━━ INPUT FOR THIS TASK ━━

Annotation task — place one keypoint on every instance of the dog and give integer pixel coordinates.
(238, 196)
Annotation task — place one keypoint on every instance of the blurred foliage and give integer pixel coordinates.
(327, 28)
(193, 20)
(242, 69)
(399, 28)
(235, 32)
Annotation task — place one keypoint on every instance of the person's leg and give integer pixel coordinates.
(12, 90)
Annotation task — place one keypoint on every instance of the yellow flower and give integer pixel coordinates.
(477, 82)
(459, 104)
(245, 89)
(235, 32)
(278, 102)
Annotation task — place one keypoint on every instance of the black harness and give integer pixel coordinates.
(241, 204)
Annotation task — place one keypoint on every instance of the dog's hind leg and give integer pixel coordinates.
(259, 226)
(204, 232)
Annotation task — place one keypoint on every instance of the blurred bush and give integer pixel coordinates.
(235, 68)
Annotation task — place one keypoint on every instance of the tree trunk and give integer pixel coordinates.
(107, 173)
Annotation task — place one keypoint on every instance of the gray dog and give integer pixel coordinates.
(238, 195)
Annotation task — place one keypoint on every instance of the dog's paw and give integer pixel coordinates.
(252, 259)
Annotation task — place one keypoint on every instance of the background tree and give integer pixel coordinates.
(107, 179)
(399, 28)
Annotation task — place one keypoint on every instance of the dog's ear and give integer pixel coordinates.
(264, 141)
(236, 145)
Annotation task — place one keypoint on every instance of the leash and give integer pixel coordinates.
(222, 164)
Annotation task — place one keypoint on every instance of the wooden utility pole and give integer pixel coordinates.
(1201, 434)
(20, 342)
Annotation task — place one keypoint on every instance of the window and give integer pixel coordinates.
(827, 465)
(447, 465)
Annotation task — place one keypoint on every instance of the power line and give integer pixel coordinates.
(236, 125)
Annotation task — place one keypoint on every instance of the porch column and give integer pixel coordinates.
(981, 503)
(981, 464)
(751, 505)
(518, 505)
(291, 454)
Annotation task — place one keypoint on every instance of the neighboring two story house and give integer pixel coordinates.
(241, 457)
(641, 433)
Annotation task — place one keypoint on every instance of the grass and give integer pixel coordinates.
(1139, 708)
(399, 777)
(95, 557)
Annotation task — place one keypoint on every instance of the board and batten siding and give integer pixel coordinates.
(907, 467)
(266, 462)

━━━

• [PROMPT]: Copy every one of the records above word for word, keeping each line as it stands.

• [RESPONSE TO THE EXERCISE]:
Annotation task — place one keypoint on every instance of the dog and give integer pixel coordinates.
(238, 196)
Annotation task — place one keypoint on every instance of the blurred foliage and give integer pixel coordinates.
(327, 28)
(193, 20)
(242, 69)
(399, 28)
(235, 32)
Annotation task — place one keypoint on every instance of the person's leg and give integer pixel coordinates.
(12, 90)
Annotation task — place one keypoint on every instance of the yellow flower and give integer pixel coordinates.
(477, 82)
(459, 104)
(245, 89)
(235, 32)
(278, 102)
Annotation task — place one keypoint on every instance of the black harness and give integer pixel coordinates.
(241, 204)
Annotation task — place one keypoint on every instance of the dog's hind leg and give integer pixel coordinates.
(259, 226)
(204, 232)
Annotation task — place one keypoint on every instance of the blurred bush and give integer pixel coordinates.
(235, 68)
Annotation task — place one keypoint on every instance of the tree trunk and give integer pixel coordinates.
(107, 173)
Annotation task — place one keypoint on every instance of the gray dog and give integer pixel coordinates.
(238, 195)
Annotation task — place one keypoint on every instance of the dog's paw and give integer pixel coordinates.
(252, 259)
Annotation task — place one keypoint on every instance of the background tree and give integer pixel coordinates.
(107, 179)
(399, 28)
Annotation task — place one keypoint on every instance of the dog's ear and give integer pixel coordinates.
(264, 141)
(236, 145)
Annotation task — place one keypoint on every instance of the leash and give integer pixel coordinates.
(222, 164)
Annotation task — place one keypoint on every instance of the wooden utility pole and give integer pixel coordinates.
(1201, 434)
(20, 342)
Annotation task — place one keypoint on every instance of the window and give integer pixel coordinates.
(827, 465)
(447, 465)
Annotation task — place one keypoint on every instance of the power line and give integer pixel coordinates.
(236, 125)
Annotation task — place one keypoint on every instance of the porch column and give integer pixel coordinates.
(981, 503)
(981, 464)
(751, 505)
(518, 505)
(291, 454)
Annotation task — place one keypoint on every instance of the neighboring two story house and give integer pixel coordinates.
(241, 457)
(641, 433)
Annotation task — place one keypoint on every instance of the grass and give integer pixel coordinates.
(1139, 708)
(399, 777)
(95, 557)
Annotation task — place one keypoint on every instance of the board and batten siding and give integer pixel coordinates.
(907, 467)
(266, 462)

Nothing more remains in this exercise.